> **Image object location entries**

================

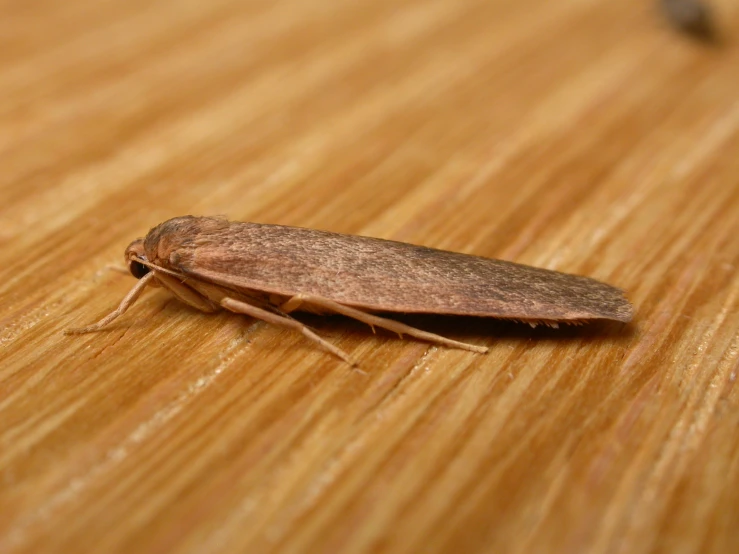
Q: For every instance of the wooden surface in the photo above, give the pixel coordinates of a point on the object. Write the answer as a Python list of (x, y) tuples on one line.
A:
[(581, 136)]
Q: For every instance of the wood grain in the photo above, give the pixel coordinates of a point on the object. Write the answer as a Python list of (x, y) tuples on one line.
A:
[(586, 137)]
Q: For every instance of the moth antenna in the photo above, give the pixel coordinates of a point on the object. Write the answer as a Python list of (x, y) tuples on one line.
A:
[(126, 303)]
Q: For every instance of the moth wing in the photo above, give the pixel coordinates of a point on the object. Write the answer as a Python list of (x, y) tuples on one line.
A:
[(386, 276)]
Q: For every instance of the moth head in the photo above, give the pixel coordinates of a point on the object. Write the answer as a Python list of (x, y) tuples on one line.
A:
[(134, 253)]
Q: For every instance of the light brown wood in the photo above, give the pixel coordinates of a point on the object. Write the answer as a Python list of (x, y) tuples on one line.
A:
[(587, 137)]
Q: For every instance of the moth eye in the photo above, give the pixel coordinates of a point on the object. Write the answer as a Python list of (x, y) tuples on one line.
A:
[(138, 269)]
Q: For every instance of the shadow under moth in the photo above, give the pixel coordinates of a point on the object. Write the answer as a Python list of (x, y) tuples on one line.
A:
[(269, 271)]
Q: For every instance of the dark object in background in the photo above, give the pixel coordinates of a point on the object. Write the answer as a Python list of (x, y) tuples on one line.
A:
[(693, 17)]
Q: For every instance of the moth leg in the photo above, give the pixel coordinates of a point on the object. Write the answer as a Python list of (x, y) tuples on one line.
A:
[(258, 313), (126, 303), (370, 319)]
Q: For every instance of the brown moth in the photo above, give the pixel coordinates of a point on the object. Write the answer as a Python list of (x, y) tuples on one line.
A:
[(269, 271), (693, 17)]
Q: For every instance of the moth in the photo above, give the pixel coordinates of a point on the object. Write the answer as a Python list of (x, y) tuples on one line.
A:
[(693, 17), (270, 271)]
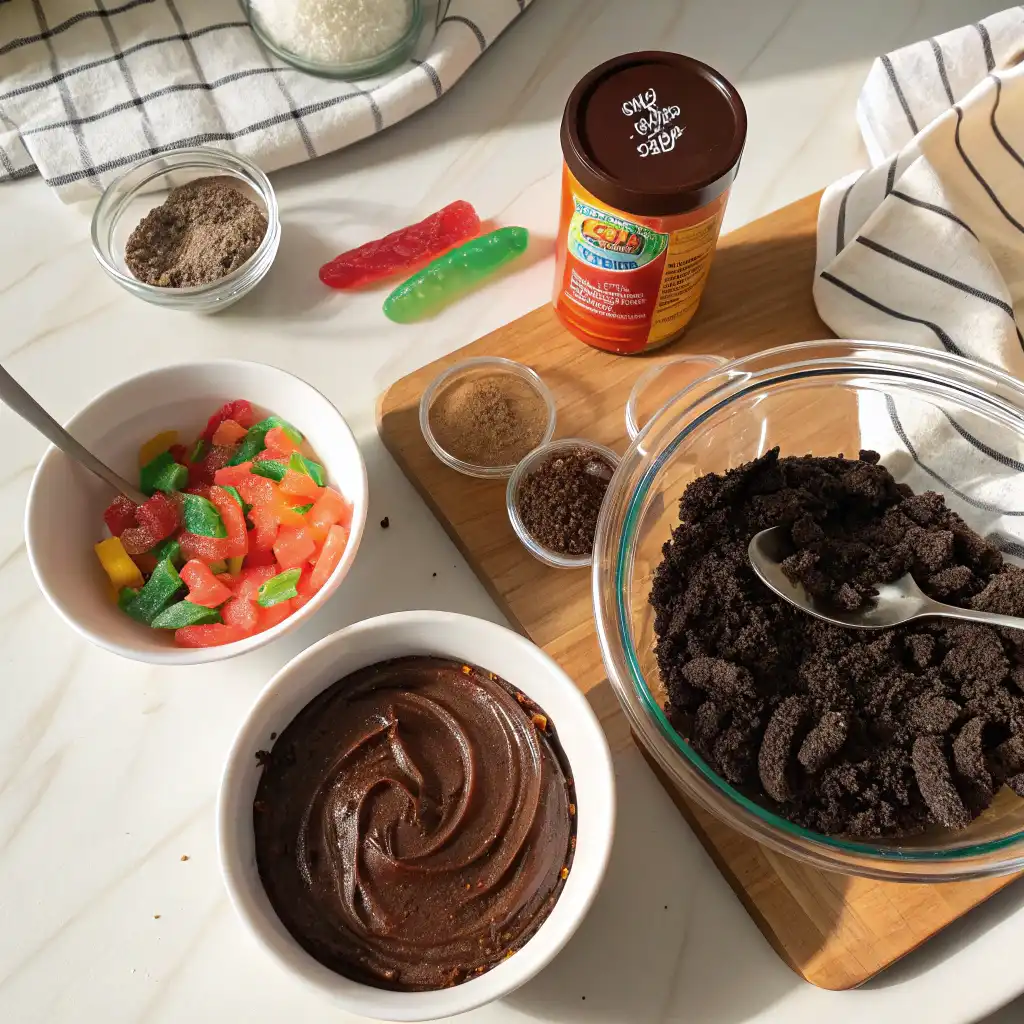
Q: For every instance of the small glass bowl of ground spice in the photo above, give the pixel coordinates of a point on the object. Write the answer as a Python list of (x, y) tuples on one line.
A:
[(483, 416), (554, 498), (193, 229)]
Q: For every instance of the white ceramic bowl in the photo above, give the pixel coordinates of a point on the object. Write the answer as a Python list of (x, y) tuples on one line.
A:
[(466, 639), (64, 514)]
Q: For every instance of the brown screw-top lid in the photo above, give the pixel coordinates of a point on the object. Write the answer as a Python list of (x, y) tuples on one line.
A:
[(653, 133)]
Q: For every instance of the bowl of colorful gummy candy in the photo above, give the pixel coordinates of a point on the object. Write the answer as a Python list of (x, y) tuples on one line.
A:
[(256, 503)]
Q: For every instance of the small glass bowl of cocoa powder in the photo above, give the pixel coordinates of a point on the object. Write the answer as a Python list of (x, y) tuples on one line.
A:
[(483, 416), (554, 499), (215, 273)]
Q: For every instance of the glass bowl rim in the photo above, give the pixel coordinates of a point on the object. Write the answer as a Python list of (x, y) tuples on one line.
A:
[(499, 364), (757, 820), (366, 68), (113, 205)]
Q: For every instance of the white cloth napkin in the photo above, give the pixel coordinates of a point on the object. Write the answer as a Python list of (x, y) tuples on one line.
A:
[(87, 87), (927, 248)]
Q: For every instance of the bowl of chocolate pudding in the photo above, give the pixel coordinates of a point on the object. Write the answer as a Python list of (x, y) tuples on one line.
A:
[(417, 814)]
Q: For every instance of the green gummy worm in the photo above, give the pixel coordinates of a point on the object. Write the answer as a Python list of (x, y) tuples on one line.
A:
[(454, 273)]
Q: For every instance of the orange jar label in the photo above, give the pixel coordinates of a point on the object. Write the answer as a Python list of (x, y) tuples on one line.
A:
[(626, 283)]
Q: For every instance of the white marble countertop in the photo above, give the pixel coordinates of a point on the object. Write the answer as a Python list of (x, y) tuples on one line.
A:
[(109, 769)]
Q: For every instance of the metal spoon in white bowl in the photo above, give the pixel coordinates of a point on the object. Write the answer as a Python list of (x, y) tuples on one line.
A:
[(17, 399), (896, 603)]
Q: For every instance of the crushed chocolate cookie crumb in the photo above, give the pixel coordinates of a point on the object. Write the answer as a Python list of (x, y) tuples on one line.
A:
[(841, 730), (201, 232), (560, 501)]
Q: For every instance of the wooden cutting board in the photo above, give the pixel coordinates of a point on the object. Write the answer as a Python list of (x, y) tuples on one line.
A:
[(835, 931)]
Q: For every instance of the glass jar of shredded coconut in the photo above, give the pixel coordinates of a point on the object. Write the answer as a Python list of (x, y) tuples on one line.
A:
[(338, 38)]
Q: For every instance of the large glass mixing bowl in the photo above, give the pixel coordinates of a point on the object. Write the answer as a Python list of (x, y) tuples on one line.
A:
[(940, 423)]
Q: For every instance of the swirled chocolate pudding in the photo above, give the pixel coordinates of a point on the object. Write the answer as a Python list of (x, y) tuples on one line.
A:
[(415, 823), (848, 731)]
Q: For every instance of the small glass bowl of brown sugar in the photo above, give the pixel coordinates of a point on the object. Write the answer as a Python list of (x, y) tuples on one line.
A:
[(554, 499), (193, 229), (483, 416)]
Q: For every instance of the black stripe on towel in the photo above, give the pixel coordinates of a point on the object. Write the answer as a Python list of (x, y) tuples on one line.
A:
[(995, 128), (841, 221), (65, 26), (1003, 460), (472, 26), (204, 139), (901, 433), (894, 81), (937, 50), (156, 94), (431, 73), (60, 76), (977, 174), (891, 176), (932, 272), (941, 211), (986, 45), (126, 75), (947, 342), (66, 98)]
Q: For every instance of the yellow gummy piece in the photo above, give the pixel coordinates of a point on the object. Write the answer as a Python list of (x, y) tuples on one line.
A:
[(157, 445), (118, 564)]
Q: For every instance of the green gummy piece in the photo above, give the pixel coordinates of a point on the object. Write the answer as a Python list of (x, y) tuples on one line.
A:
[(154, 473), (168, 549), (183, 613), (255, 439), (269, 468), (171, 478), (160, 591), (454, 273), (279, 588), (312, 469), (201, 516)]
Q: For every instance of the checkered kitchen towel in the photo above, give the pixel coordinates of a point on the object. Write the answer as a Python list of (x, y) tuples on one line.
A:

================

> **Goal of the exercise**
Please arrange the lines above as a Markdown table with a "Row" column numbering each one and a "Line" column holding its text, skipping any blank lines. Leave the pictures out of the table.

> **Response to the task**
| Row | Line |
|---|---|
| 1 | Q: For every instance of the wooden surface in the photo above, give the pixel coordinates of a point on the object. Write the answer as a Python list of (x, y) tuples on one line. |
| 2 | A: |
| 3 | [(581, 136)] |
| 4 | Q: For every instance of the wood grain in the photo above, give the pixel coordinates of a point on the object. Write the answer as a Python list of (x, y) tuples on one line. |
| 5 | A: |
| 6 | [(586, 137)] |
| 7 | Q: For every instance of the moth antenna in the photo above, give the pixel coordinates of a point on the object. Write the answer as a Python list of (x, y) tuples on one line. |
| 8 | A: |
| 9 | [(126, 303)] |
| 10 | Q: For every instance of the moth wing in the photo above, give the pixel coordinates of a point on the object. Write the answer as a Python list of (x, y) tuples on one line. |
| 11 | A: |
| 12 | [(386, 276)] |
| 13 | Q: For every instance of the moth head in the photo above, give the pixel coordinates of a point on the object. Write the answer as a Python list of (x, y) tuples on one line. |
| 14 | A: |
| 15 | [(134, 253)] |
| 16 | Q: For every instance of the light brown wood in the photo above, give the pixel coordinates of a point on the object. Write the answer as a Python list of (x, y) tuples on one line. |
| 17 | A: |
| 18 | [(587, 137)] |
| 19 | Q: For every instance of the moth eye in the photo above, give the pixel coordinates of a point on the object. Write the answer as a Python list of (x, y) tuples on one line. |
| 20 | A: |
| 21 | [(138, 269)] |
| 22 | Q: For every instance of the shadow under moth in the photo above, give the pixel coordinates of a point on the object. Write the answer as a Python list of (x, y) tuples on one line. |
| 23 | A: |
| 24 | [(269, 271)] |
| 25 | Q: For every instance of the dark object in background in the photo above, give the pixel coordinates of a point on the object. Write the answer as a Python list of (x, y) tuples on one line. |
| 26 | A: |
| 27 | [(693, 17)] |
| 28 | Q: For every instance of the moth leg in the photo above, give the pixel coordinates of a point on the object. Write the answer as a Python list of (x, y) tuples on one line. |
| 29 | A: |
| 30 | [(258, 313), (126, 303), (370, 319)] |
| 31 | Q: For every instance of the brown moth in the photo above, give the pixel coordinates of a point on the object. Write the answer as a Python list of (x, y) tuples on one line. |
| 32 | A: |
| 33 | [(269, 271), (693, 17)] |
| 34 | Q: For every instance of the moth in the photo above, give the pixel coordinates of a point on the object. Write the answer as a Python list of (x, y) tuples on one line. |
| 35 | A: |
| 36 | [(693, 17), (270, 271)] |
| 37 | Q: For every instance of the small glass bowl of ground spice in the photo above, give the pixel coordinates of a point on the object. Write the answer as a Python list of (x, y) tuples on one line. |
| 38 | A: |
| 39 | [(483, 416), (554, 498), (193, 229)] |
| 40 | Q: For every instance of the white ceramic bowl in the photo above, give the pixel coordinates of a point on the object. Write the answer as a Python list of (x, y) tuples on one line. |
| 41 | A: |
| 42 | [(466, 639), (64, 514)] |
| 43 | Q: For every instance of the brown screw-top lid in the photo above, give the pixel coordinates of a point on the object. Write the answer as a Python list of (x, y) tuples on one line. |
| 44 | A: |
| 45 | [(653, 133)] |
| 46 | Q: For every instance of the bowl of colorful gummy candy in the photo above, give the pixel coordinates of a point on the object. Write the answer as a Python list of (x, y) tuples on one line. |
| 47 | A: |
| 48 | [(256, 503)] |
| 49 | Q: For every instance of the small glass bowl of cocoa powder in the photo above, give the pixel coordinates of a point on the object. Write the answer as a Python list of (x, y) tuples on one line. |
| 50 | A: |
| 51 | [(483, 416), (554, 499), (215, 273)] |
| 52 | Q: For every instance of the glass bowl rim in the photo above, give the pixel coordinates of a point on the object. Write the answer as a Python list of (x, y) tuples on one line. |
| 53 | A: |
| 54 | [(499, 364), (757, 820), (366, 68), (113, 205)] |
| 55 | Q: For every instance of the white cloth napkin in the photo above, give the pixel coordinates of a point on the object. Write the answer as a Python list of (x, y) tuples on one line. |
| 56 | A: |
| 57 | [(87, 87), (927, 248)] |
| 58 | Q: For every instance of the bowl of chocolate pudding in the photo above, give the pixel coordinates of a point on the object. Write the answer as a Python list of (x, y) tuples on one line. |
| 59 | A: |
| 60 | [(417, 814)] |
| 61 | Q: For every instance of the green gummy worm in the photo above, give the pixel coordinates of a point on the object. Write the answer as a Python list of (x, y) tuples on one line. |
| 62 | A: |
| 63 | [(454, 273)] |
| 64 | Q: For every instance of the orange jar label in the photo above, give the pixel coordinates of a point on the object. Write the answer as a Python list of (x, y) tuples on one line. |
| 65 | A: |
| 66 | [(626, 283)] |
| 67 | Q: For every instance of the white marble countertop in the photo above, give the pixel coordinates of a point on the object. Write the answer as a Python list of (x, y) tuples on one line. |
| 68 | A: |
| 69 | [(109, 769)] |
| 70 | Q: For every instance of the metal spoon in white bowl in the photo above, give the pixel coordinates of a point on the object. Write the answer as a Python list of (x, y) tuples on one line. |
| 71 | A: |
| 72 | [(17, 399), (896, 603)] |
| 73 | Q: For every instance of the crushed chocolate cookie crumb in the photo above, give the pixel coordinates of a point on the object. Write the answer as a Python list of (x, y) tuples on one line. |
| 74 | A: |
| 75 | [(841, 730), (201, 232), (560, 501)] |
| 76 | Q: For every instance of the wooden cutting board in the photo above, give the pixel coordinates of a point on the object. Write the answer as a Python list of (x, y) tuples on one line. |
| 77 | A: |
| 78 | [(835, 931)] |
| 79 | Q: For every instance of the glass jar of shredded coconut in the photo above, give the pixel coordinates of a point on the object. Write the answer as a Python list of (x, y) tuples on one line. |
| 80 | A: |
| 81 | [(338, 38)] |
| 82 | Q: For every instance of the large glass mixing bowl in the photo above, give the pixel coordinates of a point on the object. Write the answer as a Python list of (x, y) tuples on one line. |
| 83 | A: |
| 84 | [(940, 423)] |
| 85 | Q: For every instance of the swirled chocolate pudding in the photo above, give the pixel coordinates of a point on the object. Write the answer as a Python list of (x, y) tuples on one line. |
| 86 | A: |
| 87 | [(415, 823), (848, 731)] |
| 88 | Q: For every instance of the small glass bowl of brown sugar in the photo above, give the pixel coordinates of a point on the object. Write the answer as a Python list of (x, y) tuples on one line. |
| 89 | A: |
| 90 | [(554, 499), (193, 229), (483, 416)] |
| 91 | Q: For every instance of the black stripe on towel in the photo above, give the pixel coordinates of a point on the object. Write the answer as a Python list of (x, y) tuples on one line. |
| 92 | A: |
| 93 | [(995, 128), (841, 221), (65, 26), (1003, 460), (472, 26), (204, 139), (901, 433), (894, 81), (937, 50), (156, 94), (431, 73), (60, 76), (977, 174), (891, 176), (932, 272), (941, 211), (986, 45), (126, 75), (947, 342), (66, 98)] |
| 94 | Q: For every instance of the yellow gummy piece in the photo above, give the pixel coordinates of a point on the object. Write the answer as a Python list of (x, y) tuples on one line. |
| 95 | A: |
| 96 | [(157, 445), (118, 564)] |
| 97 | Q: For every instance of the green gummy piece in the photo above, give the pixel coordinates of a point on the object. Write the answer as a Python list of (x, y) tuples on one line. |
| 98 | A: |
| 99 | [(154, 473), (168, 549), (183, 613), (255, 439), (269, 468), (171, 478), (160, 591), (454, 273), (279, 588), (312, 469), (201, 516)] |
| 100 | Q: For every instance of the checkered kitchen towel in the photo above, give the pixel coordinates of a point on the object. Write the answer as a Python list of (x, y) tuples on one line. |
| 101 | A: |